데이터 레코드:
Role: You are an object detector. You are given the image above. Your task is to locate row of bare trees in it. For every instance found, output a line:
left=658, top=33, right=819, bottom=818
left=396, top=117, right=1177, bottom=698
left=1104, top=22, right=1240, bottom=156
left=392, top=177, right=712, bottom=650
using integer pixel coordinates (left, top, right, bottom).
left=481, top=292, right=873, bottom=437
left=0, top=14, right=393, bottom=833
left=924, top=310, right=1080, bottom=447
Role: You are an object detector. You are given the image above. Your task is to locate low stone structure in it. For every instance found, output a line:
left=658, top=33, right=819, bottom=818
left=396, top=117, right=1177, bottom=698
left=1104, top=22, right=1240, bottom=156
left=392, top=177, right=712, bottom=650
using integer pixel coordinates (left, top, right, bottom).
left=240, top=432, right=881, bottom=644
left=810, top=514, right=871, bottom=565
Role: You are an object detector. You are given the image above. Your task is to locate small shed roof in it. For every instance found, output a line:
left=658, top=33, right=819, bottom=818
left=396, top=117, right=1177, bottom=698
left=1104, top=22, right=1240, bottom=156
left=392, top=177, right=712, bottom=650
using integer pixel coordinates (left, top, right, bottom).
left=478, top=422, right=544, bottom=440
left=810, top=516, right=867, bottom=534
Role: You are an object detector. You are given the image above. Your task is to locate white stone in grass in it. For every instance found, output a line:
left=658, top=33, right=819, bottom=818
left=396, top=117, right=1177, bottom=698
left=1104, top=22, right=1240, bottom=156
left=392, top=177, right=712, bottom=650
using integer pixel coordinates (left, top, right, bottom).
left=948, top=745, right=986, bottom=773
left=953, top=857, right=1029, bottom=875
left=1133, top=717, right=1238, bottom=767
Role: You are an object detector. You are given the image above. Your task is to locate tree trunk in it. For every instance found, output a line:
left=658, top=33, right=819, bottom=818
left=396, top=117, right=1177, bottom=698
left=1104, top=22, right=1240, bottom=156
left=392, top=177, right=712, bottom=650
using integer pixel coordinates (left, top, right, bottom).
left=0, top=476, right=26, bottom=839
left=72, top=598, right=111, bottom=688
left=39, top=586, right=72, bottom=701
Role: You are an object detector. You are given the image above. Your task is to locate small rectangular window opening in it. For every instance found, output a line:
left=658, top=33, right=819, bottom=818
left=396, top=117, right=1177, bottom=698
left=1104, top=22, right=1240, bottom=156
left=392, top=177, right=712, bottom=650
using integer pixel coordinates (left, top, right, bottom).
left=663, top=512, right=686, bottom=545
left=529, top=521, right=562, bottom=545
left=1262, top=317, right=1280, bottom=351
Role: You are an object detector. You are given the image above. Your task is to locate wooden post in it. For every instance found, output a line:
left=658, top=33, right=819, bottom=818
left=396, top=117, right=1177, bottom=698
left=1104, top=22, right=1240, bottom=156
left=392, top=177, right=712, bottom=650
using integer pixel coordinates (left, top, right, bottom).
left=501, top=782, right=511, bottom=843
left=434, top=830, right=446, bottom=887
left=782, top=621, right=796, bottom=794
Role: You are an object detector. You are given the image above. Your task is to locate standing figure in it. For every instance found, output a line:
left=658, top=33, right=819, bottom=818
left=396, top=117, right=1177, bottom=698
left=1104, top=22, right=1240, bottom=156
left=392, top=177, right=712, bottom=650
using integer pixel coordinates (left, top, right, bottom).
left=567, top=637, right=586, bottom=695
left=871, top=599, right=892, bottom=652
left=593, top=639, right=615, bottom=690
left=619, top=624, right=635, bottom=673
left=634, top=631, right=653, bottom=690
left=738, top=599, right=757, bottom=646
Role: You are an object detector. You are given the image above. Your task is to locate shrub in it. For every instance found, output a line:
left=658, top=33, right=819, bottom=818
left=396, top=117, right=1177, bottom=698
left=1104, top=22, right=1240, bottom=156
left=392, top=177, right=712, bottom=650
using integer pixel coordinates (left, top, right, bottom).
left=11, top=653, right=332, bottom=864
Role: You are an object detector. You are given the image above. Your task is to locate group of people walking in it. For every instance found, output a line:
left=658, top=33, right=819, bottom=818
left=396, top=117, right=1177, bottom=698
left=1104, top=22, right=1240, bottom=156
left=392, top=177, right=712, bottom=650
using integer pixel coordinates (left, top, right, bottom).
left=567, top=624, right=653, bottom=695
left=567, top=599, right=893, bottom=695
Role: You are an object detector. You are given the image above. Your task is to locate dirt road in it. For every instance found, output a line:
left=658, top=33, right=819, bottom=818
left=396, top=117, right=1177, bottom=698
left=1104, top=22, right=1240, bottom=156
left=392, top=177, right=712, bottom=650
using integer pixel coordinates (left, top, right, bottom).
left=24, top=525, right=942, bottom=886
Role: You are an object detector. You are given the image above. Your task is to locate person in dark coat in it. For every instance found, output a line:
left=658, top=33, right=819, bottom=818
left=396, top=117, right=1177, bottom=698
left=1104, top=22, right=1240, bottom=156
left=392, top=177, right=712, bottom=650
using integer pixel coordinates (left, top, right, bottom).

작성할 내용:
위의 줄 가운데 "to locate white" 문구가 있는 줄에서 시작해 "left=1262, top=317, right=1280, bottom=351" 문구가 있는 줄에서 끝나는 부분(두 줄 모두 포함)을 요청, 답변 두 열로 된 CSV로 변환하세요. 지시문 하나마다 한 행을 두고, 그 글과 답변을 각각 큰따옴표로 감싼 한 필드에 넣되 줄바꿈은 공백으로 바꾸세요.

과제 답변:
요청,답변
"Role: You are an object detector. You are given the image above. Your task is to locate white stone in grass in it. For every instance found, output a line: left=658, top=33, right=819, bottom=818 left=396, top=117, right=1177, bottom=698 left=1104, top=22, right=1240, bottom=156 left=392, top=177, right=712, bottom=650 using integer pixel coordinates (left, top, right, bottom).","left=948, top=745, right=986, bottom=773 left=953, top=857, right=1029, bottom=875 left=1133, top=717, right=1238, bottom=767"
"Role: You are an object detector. You are given the image above. Your task is to locate tree trunk in it. For every instance found, output a line: left=658, top=33, right=819, bottom=818 left=396, top=117, right=1177, bottom=698 left=1104, top=22, right=1240, bottom=156 left=392, top=177, right=712, bottom=650 using integer pixel coordinates (left, top, right, bottom).","left=0, top=476, right=26, bottom=839 left=72, top=598, right=111, bottom=688 left=39, top=586, right=72, bottom=701"
"Role: You are an object detector. You are given the image above. Your task is to locate small rectangular window opening in it. For every instance found, output a line: left=658, top=33, right=819, bottom=818 left=396, top=117, right=1177, bottom=698 left=1104, top=22, right=1240, bottom=156 left=392, top=177, right=712, bottom=650 using integer pixel coordinates (left, top, right, bottom).","left=663, top=512, right=686, bottom=545 left=529, top=521, right=562, bottom=545 left=1262, top=317, right=1280, bottom=351"